[start Records to process]

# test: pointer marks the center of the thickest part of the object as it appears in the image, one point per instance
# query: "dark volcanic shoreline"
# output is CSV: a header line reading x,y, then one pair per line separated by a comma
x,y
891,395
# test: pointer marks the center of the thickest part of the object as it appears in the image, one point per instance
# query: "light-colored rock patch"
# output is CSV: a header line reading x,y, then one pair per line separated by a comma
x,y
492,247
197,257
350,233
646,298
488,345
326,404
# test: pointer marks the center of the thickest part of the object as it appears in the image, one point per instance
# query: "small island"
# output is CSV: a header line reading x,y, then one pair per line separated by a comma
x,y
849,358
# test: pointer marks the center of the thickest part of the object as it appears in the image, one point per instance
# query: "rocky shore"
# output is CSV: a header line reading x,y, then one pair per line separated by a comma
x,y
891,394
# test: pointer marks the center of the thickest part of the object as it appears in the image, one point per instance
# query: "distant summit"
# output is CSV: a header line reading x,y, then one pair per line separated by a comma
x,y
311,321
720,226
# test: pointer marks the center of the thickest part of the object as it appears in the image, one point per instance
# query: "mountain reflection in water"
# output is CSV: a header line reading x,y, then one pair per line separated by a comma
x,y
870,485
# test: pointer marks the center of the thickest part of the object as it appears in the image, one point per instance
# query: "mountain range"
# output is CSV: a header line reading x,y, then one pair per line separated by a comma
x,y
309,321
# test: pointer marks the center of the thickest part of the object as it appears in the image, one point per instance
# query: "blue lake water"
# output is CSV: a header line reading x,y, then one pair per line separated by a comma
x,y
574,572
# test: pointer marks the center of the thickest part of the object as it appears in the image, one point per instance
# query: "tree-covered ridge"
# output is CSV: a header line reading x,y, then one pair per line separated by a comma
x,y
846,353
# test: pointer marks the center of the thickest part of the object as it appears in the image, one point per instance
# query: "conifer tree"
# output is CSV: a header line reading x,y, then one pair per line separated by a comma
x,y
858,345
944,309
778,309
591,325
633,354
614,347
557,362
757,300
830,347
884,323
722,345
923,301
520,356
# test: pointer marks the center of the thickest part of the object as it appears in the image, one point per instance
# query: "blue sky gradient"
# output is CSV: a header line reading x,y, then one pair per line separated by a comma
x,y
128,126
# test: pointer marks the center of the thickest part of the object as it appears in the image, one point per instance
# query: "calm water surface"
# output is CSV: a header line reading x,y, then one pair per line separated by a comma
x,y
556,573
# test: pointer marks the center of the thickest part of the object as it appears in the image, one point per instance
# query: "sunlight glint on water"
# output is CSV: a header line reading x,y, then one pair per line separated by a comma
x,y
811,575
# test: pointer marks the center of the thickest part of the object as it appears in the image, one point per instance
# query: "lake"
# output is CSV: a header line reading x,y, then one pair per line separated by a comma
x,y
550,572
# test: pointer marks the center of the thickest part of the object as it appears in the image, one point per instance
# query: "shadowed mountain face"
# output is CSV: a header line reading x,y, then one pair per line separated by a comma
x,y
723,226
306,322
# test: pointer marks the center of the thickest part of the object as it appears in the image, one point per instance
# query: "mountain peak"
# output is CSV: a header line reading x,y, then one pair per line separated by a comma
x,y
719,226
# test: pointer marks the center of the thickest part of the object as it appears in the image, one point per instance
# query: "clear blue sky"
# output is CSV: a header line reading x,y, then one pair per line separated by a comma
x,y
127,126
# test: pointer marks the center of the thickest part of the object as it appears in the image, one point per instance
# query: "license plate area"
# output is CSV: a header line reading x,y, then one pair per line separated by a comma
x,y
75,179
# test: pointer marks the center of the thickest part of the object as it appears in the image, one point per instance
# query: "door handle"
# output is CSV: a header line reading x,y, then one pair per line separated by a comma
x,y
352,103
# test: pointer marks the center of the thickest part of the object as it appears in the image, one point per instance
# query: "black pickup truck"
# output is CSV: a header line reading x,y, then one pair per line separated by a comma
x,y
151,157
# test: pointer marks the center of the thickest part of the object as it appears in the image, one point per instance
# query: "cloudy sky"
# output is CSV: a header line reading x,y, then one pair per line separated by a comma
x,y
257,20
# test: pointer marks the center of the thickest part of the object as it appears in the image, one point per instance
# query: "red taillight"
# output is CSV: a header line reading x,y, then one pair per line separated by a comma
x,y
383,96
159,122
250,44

[end Records to process]

→ Problem
Repeat the material above in full, quoting it exactly.

→ Solution to this problem
# test: pointer marks the center of the thickest part of the object as it appears in the image, one point per instance
# query: "dark volcanic shoreline"
# output is CSV: a header line reading x,y, then one pair per line separated by a comma
x,y
891,395
# test: pointer marks the center of the thickest part of the object as it appears in the image, one point per instance
# query: "light-colored rock patch"
# output is CSV: a header line reading x,y, then one pair per line separated by a comma
x,y
492,247
197,257
350,233
646,298
488,345
326,404
# test: pointer marks the center of the thickest part of the object as it appears in the image, one point per instance
# query: "small island"
# output is CSV: a header line reading x,y, then one pair per line separated by a comma
x,y
849,358
# test: pointer marks the center of the thickest part of the object as it appears in the image, one point per instance
# query: "rocky shore"
# output is CSV: a header line reading x,y, then one pair per line separated by a comma
x,y
891,394
# test: pointer marks the center of the thickest part of the object as it appears in the image, one point per instance
# query: "distant summit"
# output is CSV: a header line reading x,y, then one pair per line separated by a comma
x,y
311,321
720,226
# test: pointer marks the center of the thickest part of the object as it appears in the image, one point per instance
# query: "mountain reflection in water"
# output is CSV: a header line reading x,y, then one pair per line separated by a comma
x,y
870,485
# test: pointer marks the center of the thickest part of the object as it appears in the image, one point per instance
# query: "mountain range"
# output is CSV: a header line reading x,y, then one pair per line separated by a comma
x,y
309,321
# test: pointer marks the center of the thickest part of the object as it appears in the image, one point per instance
# query: "blue lake water"
# output is CSV: a header line reading x,y, then one pair per line separated by a comma
x,y
574,572
# test: pointer marks the center of the thickest part of the object as it appears in the image, one point per instance
# query: "tree-covered ridge"
# output is CSV: a header line reading x,y, then one pair per line separated by a comma
x,y
846,353
# test: pointer marks the center of the thickest part of the object as it appears in the image, one point per instance
# query: "conifer tree"
# output is CSV: a header line reading x,y, then one pair per line separated by a comma
x,y
858,345
944,309
778,309
591,325
633,354
614,347
557,362
757,300
830,347
884,323
722,345
923,301
520,356
# test: pointer marks the center of the thickest part of the object as it appears in the image, one point per instance
# query: "blue sky gradient"
# output is CSV: a header line reading x,y, then one pair per line separated by a comma
x,y
128,126
# test: pointer marks the center of the thickest part of the object as it appears in the image, one point per instance
# query: "calm water surface"
# output is CSV: a header line reading x,y, then one pair per line separated by a comma
x,y
556,573
# test: pointer marks the center of the thickest part of the object as it appears in the image, one point per instance
# query: "sunlight glint on water"
# output is CSV: a header line reading x,y, then one pair per line separated by a comma
x,y
811,575
# test: pointer marks the center of the thickest part of the object as it appears in the image, one point per instance
# query: "lake"
# output is CSV: a header line reading x,y, then one pair per line separated by a comma
x,y
550,572
# test: pointer marks the center of the thickest part of the object as it appears in the image, one point per instance
# query: "shadowed mountain face"
# output is CSV: a header line reading x,y, then one pair per line separated by a comma
x,y
723,226
306,322
# test: pointer marks the center of the thickest part of the object as it appears in the image, one point per instance
# query: "mountain peak"
# output is CSV: a header line reading x,y, then one pair per line separated by a comma
x,y
719,226
# test: pointer marks the center of the thickest part of the object as it appears in the image, one point per instance
# query: "clear blue sky"
# output is CSV: a header line reading x,y, then one pair per line separated by a comma
x,y
127,126
# test: pointer marks the center of the thickest part of the object as it appears in the image, one point per instance
# query: "license plate area"
# output is CSV: a header line reading x,y, then one pair per line separated by a comma
x,y
75,179
# test: pointer marks the center of the thickest part of the object as it appears in the image, one point per instance
# query: "door handle"
# output is CSV: a header line reading x,y, then one pair per line separated by a comma
x,y
352,103
# test: pointer marks the center of the thickest part of the object as it appears in the image, one point per instance
# query: "black pickup truck"
# output is CSV: a header line reading x,y, then one pair per line separated by a comma
x,y
151,157
# test: pointer marks the center of the thickest part of the object as it appears in the image, one point per instance
# query: "cloudy sky"
# output is CSV: a header line reading x,y, then one pair per line separated by a comma
x,y
257,20
# test: pointer marks the center of the thickest part of the object as it appears in the image, one point per instance
# query: "red taillight"
# output is CSV: a header line reading x,y, then one pair per line separated by a comma
x,y
383,96
159,122
250,44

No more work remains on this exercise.